-- Selected excerpt --
<<<<

We used Keck adaptive optics observations to identify the first planet discovered by microlensing to lie in or near the habitable zone , i.e. , at projected separation r _ { \perp } = 1.1 \pm 0.1 AU from its M _ { L } = 0.86 \pm 0.06 M _ { \odot } host , being the highest microlensing mass definitely identified .
The planet has a mass m _ { p } = 4.8 \pm 0.3 M _ { Jup } , and could in principle have habitable moons .
This is also the first planet to be identified as being in the Galactic bulge with good confidence : D _ { L } = 7.72 \pm 0.44 kpc .
The planet/host masses and distance were previously not known , but only estimated using Bayesian priors based on a Galactic model ( Yee et al .
2012 ) .
These estimates had suggested that the planet might be a super-Jupiter orbiting an M dwarf , a very rare class of planets .
We obtained high-resolution JHK images using Keck adaptive optics to detect the lens and so test this hypothesis .
We clearly detect light from a G dwarf at the position of the event , and exclude all interpretations other than that this is the lens with high confidence ( 95 \% ) , using a new astrometric technique .
The calibrated magnitude of the planet host star is H _ { L } = 19.16 \pm 0.13 .
We infer the following probabilities for the three possible orbital configurations of the gas giant planet : 53 \% to be in the habitable zone , 35 \% to be near the habitable zone , and 12 \% to be beyond the snow line , depending on the atmospherical conditions and the uncertainties on the semimajor axis .

>>>>

-- Data entries --
<<<<

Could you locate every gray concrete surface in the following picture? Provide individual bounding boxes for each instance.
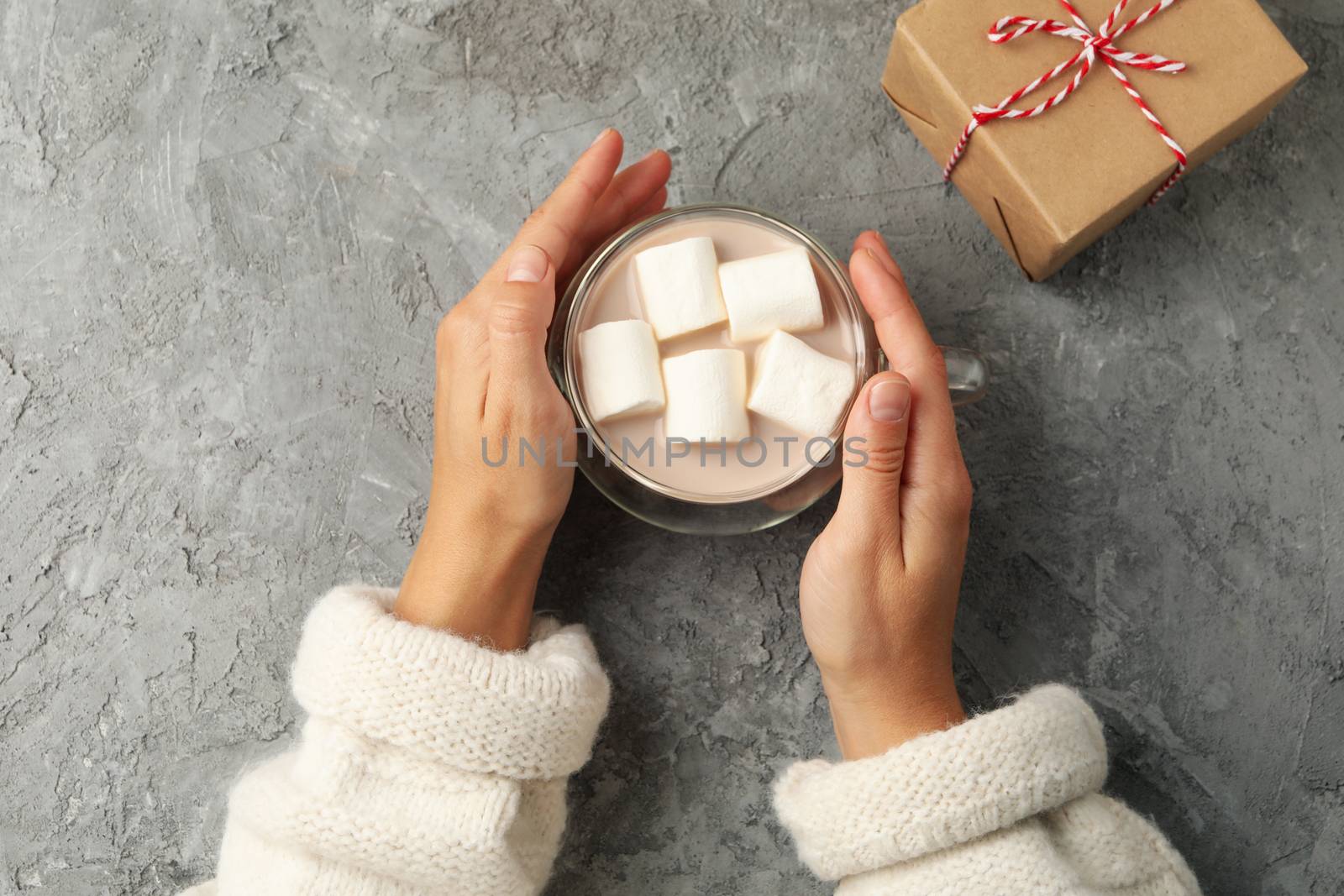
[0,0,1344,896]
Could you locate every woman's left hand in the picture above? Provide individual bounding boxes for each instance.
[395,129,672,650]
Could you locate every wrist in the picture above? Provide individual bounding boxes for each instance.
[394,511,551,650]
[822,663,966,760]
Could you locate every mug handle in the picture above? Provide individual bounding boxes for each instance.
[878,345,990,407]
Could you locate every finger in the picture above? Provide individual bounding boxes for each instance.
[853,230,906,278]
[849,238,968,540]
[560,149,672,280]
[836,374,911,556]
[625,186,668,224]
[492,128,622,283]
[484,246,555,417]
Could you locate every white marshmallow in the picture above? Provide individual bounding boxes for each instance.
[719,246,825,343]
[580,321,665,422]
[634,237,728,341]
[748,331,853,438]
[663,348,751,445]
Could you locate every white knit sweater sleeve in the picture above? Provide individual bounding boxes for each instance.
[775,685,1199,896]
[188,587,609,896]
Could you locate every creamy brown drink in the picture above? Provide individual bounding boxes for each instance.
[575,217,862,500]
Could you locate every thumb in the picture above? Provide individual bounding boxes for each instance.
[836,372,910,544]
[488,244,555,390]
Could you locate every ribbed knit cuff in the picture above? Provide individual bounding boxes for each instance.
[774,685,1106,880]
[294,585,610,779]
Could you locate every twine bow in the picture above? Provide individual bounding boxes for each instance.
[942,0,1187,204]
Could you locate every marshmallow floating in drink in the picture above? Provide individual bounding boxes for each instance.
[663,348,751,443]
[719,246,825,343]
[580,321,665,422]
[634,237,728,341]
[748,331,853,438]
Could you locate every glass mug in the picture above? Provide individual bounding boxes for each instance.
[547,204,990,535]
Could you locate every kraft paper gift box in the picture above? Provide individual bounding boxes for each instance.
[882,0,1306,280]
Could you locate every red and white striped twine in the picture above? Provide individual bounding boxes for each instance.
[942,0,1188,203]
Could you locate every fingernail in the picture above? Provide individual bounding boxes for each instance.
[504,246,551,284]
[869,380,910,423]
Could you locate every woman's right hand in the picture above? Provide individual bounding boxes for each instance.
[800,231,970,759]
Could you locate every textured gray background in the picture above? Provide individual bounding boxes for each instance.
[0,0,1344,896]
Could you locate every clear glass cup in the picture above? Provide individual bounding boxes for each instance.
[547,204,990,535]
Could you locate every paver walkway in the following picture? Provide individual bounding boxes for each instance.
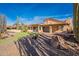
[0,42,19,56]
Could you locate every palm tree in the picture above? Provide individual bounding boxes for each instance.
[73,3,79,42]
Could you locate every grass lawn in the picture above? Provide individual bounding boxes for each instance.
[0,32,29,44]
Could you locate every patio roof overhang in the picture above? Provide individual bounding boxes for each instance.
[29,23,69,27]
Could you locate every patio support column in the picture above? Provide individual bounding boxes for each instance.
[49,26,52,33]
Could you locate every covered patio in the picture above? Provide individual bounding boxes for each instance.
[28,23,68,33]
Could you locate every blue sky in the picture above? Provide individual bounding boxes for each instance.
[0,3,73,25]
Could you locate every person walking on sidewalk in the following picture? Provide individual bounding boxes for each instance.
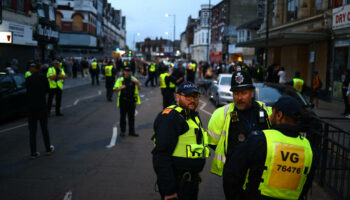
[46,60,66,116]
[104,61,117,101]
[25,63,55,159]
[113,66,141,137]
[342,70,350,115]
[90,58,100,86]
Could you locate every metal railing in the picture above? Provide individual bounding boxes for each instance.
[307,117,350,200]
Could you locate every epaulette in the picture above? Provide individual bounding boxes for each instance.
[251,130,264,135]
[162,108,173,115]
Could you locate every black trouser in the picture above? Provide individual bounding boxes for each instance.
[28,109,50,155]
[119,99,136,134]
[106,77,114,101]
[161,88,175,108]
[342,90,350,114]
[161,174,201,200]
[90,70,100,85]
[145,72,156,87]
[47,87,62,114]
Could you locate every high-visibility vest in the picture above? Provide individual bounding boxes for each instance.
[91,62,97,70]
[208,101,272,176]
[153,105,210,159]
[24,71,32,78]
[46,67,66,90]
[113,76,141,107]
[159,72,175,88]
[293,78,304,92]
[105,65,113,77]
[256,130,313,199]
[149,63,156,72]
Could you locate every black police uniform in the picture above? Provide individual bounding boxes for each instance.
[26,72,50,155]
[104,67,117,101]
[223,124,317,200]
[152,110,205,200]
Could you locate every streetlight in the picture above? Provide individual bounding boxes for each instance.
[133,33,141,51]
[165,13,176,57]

>>>>

-- Problem set --
1. Copy the part of the microlensing text starting at "The calibrated magnitude" and ending at "semimajor axis .".
2. Decide whether each statement agrees with the microlensing text, answering yes or no and quoting the words that settle it: (a) Light from a G dwarf was detected at the position of the event. (b) The masses of the planet and host and their distance had already been measured before this work. (c) The planet could in principle have habitable moons.

-- Per-task outputs --
1.
The calibrated magnitude of the planet host star is H _ { L } = 19.16 \pm 0.13 .
We infer the following probabilities for the three possible orbital configurations of the gas giant planet : 53 \% to be in the habitable zone , 35 \% to be near the habitable zone , and 12 \% to be beyond the snow line , depending on the atmospherical conditions and the uncertainties on the semimajor axis .

2.
(a) Yes: "We clearly detect light from a G dwarf at the position of the event"
(b) No: "The planet/host masses and distance were previously not known , but only estimated using Bayesian priors"
(c) Yes: "could in principle have habitable moons"